▶ _Stated goal_
Your task is to transcribe the entries below exactly, beginning with the line containing "Study the picture above. For each instance of the grass" and ending with the final line, and to add nothing else.

[Object location annotation data]
☆ ☆ ☆ ☆

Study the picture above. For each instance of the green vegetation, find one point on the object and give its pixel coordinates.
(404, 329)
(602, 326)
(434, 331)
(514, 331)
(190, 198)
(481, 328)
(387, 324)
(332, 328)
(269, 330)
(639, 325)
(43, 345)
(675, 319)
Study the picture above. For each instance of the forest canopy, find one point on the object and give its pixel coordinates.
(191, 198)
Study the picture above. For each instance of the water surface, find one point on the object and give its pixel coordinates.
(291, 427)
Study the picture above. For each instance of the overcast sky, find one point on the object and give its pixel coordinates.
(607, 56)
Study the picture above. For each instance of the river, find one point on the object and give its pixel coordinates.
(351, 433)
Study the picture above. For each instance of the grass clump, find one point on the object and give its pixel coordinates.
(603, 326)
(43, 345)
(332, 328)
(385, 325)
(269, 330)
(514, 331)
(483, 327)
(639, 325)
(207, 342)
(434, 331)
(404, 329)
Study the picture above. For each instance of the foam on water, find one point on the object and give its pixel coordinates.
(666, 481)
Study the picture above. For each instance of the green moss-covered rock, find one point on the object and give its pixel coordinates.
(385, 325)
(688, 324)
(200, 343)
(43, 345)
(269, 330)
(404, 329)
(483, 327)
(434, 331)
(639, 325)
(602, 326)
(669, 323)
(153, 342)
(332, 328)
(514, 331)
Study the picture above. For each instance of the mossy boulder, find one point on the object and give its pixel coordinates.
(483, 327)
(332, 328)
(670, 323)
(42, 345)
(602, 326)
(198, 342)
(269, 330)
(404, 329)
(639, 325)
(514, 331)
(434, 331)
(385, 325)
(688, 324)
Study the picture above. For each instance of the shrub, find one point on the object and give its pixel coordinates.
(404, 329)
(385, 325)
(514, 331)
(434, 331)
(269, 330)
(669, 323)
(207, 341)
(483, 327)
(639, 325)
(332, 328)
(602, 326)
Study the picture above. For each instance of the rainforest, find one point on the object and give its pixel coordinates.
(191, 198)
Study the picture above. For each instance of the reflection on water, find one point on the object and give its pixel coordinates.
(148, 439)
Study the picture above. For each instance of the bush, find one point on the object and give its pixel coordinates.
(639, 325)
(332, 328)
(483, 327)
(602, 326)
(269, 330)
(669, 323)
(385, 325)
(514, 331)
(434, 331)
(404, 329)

☆ ☆ ☆ ☆

▶ _Answer in full_
Study the picture above. For each instance of the grass clump, find one point on the object and give its pixel coordinates.
(603, 326)
(43, 345)
(332, 328)
(385, 325)
(269, 330)
(514, 331)
(483, 327)
(639, 325)
(207, 342)
(434, 331)
(404, 329)
Study the picture above. For each instance of the foam on water, find one point on the object and give its pixel coordinates.
(666, 481)
Study the picture above. For each instance of the green moss-covered rock, find one point on the object and give its pixel coordinates.
(385, 325)
(688, 324)
(200, 343)
(43, 345)
(269, 330)
(404, 329)
(483, 327)
(434, 331)
(639, 325)
(602, 326)
(669, 323)
(153, 342)
(332, 328)
(514, 331)
Study the picture above. For each instance of the mossy boulder, find one point on the object and give its pixel coordinates.
(483, 327)
(332, 328)
(670, 323)
(42, 345)
(602, 326)
(198, 342)
(269, 330)
(404, 329)
(639, 325)
(514, 331)
(434, 331)
(385, 325)
(688, 324)
Study the picture above. For each instance of the shrub, find one point on the object and give its pixel coordinates.
(404, 329)
(385, 325)
(514, 331)
(434, 331)
(269, 330)
(669, 323)
(207, 341)
(483, 327)
(639, 325)
(332, 328)
(602, 326)
Study the picture above. For each instance of the rainforest, find one point on the object and give its pixel coordinates.
(191, 198)
Study the picture above. For each instance of the reflection on water, find one point on the object and give its pixel coordinates.
(148, 439)
Study the picture above. For each instance of the bush, find one point on the object and give its pixel coordinates.
(639, 325)
(332, 328)
(483, 327)
(602, 326)
(269, 330)
(669, 323)
(385, 325)
(514, 331)
(434, 331)
(404, 329)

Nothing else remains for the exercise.